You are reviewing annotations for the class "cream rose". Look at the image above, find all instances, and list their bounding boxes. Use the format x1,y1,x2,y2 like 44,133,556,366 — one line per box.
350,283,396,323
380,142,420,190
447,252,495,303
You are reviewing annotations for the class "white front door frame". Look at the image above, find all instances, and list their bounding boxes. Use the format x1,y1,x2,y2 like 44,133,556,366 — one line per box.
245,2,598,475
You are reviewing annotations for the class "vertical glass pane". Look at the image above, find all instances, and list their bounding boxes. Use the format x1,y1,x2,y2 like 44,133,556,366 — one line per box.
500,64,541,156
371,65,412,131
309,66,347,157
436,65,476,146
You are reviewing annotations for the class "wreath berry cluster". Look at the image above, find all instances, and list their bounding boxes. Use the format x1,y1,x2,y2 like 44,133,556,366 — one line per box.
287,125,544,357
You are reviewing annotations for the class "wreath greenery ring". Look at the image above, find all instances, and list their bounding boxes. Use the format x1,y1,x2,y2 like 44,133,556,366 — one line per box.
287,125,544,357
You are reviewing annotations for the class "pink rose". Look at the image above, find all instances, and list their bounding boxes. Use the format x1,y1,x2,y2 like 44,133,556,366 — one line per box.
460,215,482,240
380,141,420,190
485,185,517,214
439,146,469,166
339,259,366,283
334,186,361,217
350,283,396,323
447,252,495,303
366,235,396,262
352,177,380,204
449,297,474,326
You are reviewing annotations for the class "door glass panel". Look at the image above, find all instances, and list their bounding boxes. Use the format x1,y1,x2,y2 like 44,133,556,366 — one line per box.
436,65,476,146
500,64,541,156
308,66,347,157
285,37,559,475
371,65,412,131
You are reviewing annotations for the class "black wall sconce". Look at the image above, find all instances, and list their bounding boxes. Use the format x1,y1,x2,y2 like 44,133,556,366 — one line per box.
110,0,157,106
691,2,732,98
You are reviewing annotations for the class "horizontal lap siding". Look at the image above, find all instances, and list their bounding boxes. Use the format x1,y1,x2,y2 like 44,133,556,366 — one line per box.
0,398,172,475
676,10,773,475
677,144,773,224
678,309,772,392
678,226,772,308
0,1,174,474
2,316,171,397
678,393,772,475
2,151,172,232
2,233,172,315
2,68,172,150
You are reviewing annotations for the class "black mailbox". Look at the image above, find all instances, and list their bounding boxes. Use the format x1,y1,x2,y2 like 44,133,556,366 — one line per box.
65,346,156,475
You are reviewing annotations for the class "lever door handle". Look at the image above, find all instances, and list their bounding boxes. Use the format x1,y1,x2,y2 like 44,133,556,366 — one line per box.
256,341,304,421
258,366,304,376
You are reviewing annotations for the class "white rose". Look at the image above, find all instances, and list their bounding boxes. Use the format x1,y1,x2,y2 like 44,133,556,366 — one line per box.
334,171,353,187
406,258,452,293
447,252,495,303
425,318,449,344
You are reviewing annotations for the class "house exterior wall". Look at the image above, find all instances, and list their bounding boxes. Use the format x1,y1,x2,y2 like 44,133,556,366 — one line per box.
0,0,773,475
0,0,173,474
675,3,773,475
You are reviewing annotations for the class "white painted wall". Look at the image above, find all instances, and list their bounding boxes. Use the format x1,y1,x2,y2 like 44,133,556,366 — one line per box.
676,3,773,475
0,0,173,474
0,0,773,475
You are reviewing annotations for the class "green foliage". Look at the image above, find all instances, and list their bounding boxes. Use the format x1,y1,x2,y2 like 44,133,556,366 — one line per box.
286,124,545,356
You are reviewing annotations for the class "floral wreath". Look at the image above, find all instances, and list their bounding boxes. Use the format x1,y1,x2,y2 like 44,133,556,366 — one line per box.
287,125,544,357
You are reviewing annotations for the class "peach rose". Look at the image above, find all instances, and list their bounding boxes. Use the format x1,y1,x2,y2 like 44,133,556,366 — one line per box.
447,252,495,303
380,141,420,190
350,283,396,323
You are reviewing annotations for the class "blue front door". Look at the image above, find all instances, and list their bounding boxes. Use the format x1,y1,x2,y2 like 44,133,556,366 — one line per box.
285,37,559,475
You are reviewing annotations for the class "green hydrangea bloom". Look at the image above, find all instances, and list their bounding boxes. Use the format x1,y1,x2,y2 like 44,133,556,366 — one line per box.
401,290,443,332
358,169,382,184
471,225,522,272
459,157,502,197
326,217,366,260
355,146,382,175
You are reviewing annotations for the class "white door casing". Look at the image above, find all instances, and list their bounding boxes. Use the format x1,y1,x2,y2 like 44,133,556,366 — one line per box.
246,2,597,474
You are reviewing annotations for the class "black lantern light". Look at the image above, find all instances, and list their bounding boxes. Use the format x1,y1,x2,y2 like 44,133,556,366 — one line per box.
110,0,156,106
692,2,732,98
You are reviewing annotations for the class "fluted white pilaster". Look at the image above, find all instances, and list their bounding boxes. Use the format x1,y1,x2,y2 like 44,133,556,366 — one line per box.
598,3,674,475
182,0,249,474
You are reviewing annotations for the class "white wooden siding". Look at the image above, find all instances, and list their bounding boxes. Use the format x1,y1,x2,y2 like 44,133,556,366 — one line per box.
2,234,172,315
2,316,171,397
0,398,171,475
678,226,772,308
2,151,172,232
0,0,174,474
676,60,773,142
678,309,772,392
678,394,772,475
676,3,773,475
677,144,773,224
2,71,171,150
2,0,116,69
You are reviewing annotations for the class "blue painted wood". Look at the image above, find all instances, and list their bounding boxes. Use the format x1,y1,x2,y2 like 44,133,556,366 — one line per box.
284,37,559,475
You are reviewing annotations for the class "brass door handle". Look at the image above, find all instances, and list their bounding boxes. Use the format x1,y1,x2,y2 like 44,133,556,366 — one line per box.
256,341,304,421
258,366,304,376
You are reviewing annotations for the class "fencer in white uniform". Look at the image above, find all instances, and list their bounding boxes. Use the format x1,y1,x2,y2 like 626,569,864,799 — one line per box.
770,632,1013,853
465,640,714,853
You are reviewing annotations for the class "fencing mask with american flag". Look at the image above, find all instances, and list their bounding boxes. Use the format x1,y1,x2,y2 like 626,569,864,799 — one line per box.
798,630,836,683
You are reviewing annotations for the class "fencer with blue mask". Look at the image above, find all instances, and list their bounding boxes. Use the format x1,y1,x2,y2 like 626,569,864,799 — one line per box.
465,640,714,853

(Required work):
Recast the items above, from the start through the line containing "245,2,598,475", as a two-column CSV with the headers instruction and response, one row per item holding its text and its answer. Enclose each value in quotation marks and replace any line breaks inside a value with spaces.

(Output):
instruction,response
"You are reviewing annotations for the class ""cream rose"". Look at the image above, find all instances, and list their bounding boxes. Use the format x1,y1,x2,y2 like 44,133,556,366 — one line per box.","350,283,396,323 380,142,420,190 447,252,495,303"
"You are reviewing annotations for the class ""white front door frame"". Look at the image above, find all instances, and list their bounding boxes. Use the format x1,y1,x2,y2 like 44,133,556,366 — one line per box.","245,2,598,475"